---------- TEXT SECTION ----------

IDegLira - a heavyweight contender in diabetes
Novo Nordisk has unveiled further data showing its diabetes combination of Victoza with new basal insulin degludec helped patients control blood sugar, lose weight and lower the risk of hypoglycaemia.
The product, known as IDegLira, is a once-daily combination of insulin degludec (IDeg) and Victoza (liraglutide), and has been identified as one of the most exciting prospects in the therapy area for some time.
The combination has been hailed as a potential new market leader since Novo first unveiled phase III data last summer, its combination of low risk of hypoglycaemia and weight loss giving it a 'holy grail' profile.
But FDA concerns about insulin degludec's cardiovascular effects have delayed its US approval, and approval of any combinations. The US regulator rejected insulin degludec in February 2013, asking for a dedicated cardiovascular outcomes trial to be completed.
This has been a major setback for the firm, but Europe's regulator raised no such concerns. The EMA granted insulin degludec marketing approval in January last year, where it is known as Tresiba and as Ryzodeg as a combination agent with insulin aspart.
Novo Nordisk filed for regulatory approval of IDegLira for the treatment of type 2 diabetes in the European Union on 31 May 2013, but hasn't yet received clearance for the combination.
The Copenhagen-headquartered company has unveiled further data from its DUAL trials today at the Diabetes UK conference in Liverpool.
While the DUAL I and II studies showed that IDegLira only produced a modest improvement in blood sugar lowering (1.9%) compared to either versus basal insulin degludec (IDeg) Tresiba or (Victoza) alone, they have shown data it produced impressive results in weight loss and lower risk of hypoglycaemia, two very important factors in managing the condition. The drug produced a significant mean weight loss of 2.7kg from baseline and a lower risk of hypoglycaemia, compared to IDeg alone (1.5 vs. 2.6 events/patient-year).

----------

▶ [REQUIREMENT A] In the IDegLira article, in which month and year did the FDA reject insulin degludec?
▶ [REQUIREMENT B] Continue the IDegLira article from the point where it stops.

---------- STORED DATA ----------

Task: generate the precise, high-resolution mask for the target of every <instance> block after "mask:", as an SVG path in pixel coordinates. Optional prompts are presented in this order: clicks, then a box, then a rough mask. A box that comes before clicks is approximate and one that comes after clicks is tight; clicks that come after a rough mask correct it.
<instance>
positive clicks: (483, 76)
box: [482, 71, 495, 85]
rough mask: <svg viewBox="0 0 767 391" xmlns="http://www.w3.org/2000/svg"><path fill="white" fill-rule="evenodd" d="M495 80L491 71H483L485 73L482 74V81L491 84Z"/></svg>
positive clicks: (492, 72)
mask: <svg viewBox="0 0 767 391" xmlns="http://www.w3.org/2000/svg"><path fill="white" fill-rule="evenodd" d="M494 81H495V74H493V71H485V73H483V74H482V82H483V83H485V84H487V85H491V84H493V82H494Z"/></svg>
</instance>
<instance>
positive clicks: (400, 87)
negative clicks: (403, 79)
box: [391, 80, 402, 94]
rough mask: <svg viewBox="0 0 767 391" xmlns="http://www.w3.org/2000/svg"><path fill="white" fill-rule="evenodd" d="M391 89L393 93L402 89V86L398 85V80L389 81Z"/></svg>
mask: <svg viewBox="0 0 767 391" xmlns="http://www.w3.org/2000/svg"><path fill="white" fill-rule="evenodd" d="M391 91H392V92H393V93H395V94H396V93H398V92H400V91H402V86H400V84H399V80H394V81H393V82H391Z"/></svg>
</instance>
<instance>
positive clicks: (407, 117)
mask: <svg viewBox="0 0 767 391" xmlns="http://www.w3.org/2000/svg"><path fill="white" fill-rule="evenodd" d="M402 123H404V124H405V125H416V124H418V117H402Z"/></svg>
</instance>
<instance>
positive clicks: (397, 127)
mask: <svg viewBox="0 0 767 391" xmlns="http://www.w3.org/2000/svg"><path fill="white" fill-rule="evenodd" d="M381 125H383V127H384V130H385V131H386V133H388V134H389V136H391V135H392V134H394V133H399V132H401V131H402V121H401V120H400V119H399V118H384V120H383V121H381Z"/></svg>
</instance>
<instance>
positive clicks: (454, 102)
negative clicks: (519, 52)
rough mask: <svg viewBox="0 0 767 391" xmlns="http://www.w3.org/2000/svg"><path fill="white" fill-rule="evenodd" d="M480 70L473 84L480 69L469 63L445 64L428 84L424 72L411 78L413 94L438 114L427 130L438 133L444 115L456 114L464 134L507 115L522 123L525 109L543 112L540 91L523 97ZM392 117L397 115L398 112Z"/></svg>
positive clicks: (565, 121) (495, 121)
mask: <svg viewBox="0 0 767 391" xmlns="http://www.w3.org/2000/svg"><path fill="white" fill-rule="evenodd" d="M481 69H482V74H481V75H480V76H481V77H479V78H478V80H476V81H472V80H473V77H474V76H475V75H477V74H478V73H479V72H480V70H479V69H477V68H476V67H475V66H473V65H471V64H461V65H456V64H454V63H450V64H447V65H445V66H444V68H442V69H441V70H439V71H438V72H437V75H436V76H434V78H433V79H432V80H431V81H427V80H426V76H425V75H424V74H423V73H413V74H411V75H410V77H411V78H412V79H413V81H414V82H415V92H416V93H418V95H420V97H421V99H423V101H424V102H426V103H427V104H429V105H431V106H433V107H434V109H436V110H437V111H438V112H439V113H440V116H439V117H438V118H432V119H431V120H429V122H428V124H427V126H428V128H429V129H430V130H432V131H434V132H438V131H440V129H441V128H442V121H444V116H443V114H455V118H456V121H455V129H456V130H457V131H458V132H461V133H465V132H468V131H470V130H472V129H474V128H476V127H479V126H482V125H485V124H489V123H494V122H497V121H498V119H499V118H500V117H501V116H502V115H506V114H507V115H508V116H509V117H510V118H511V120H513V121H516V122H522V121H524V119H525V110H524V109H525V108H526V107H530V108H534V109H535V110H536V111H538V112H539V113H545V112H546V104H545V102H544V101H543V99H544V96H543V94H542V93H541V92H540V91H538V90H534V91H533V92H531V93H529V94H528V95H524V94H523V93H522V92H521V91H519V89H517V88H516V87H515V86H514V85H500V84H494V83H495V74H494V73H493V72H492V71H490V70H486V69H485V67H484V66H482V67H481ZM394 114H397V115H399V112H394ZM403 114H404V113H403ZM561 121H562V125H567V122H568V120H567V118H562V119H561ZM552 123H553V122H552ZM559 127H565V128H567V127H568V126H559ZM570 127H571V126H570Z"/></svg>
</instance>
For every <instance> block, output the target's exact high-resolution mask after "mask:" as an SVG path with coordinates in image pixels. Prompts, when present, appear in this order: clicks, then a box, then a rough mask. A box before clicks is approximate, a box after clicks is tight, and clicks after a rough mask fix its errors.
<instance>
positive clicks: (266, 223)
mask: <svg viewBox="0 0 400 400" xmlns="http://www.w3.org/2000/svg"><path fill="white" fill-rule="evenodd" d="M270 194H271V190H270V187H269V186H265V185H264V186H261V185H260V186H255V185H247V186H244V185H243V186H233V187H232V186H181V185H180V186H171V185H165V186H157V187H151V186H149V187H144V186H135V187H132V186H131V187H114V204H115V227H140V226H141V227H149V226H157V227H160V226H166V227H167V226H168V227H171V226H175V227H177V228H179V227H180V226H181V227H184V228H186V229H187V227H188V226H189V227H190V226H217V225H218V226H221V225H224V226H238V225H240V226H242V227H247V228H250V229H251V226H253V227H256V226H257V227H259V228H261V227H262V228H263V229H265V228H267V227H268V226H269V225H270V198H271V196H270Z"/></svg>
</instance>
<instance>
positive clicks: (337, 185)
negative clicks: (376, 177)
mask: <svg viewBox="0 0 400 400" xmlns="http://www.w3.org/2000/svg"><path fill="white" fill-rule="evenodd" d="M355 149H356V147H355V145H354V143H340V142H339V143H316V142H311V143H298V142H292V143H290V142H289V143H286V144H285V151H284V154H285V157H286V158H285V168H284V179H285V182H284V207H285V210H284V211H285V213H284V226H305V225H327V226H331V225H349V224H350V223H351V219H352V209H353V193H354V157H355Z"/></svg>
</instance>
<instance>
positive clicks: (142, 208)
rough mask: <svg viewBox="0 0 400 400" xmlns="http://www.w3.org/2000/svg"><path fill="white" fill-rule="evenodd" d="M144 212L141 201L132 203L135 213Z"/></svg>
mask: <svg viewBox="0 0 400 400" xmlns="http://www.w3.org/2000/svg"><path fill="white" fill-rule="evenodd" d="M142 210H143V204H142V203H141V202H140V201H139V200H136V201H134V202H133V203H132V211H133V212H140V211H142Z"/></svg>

----------

▶ [WRITTEN REPLY A] February 2013.

▶ [WRITTEN REPLY B]
Professor Stephen Gough, lead trial investigator, University of Oxford and Oxford University Hospitals NHS Trust, comments: "Looking at the DUAL data, it's exciting to see the clinical advantages of insulin degludec and liraglutide combine into a single, once-daily injectable. A therapeutic option which helps patients reach their HbA1c targets, lowers their risk of hypoglycaemia and provides the added benefit of weight loss, is a great achievement in diabetes therapy; one which has the potential to significantly improve patient outcomes."
Research study suggests that many diabetes patients are suffering from hypoglycaemia, or dangerously low levels of blood sugar. One multinational survey of patients and doctors found 36% of respondents on basal insulin had experienced self-treated hypoglycaemia in the previous 30 days, as well as a risk of weight gain.
Fierce competition in diabetes market
The DUAL II study also showed a low incidence of gastrointestinal adverse events, an additional benefit the company will promote in its battle with competitors in the therapy area.
Foremost among these competitors is Sanofi, which markets the current market leading basal insulin Lantus. Sanofi has teamed up with Zealand Pharma to produce its basal insulin and GLP-1 combination, LixiLan.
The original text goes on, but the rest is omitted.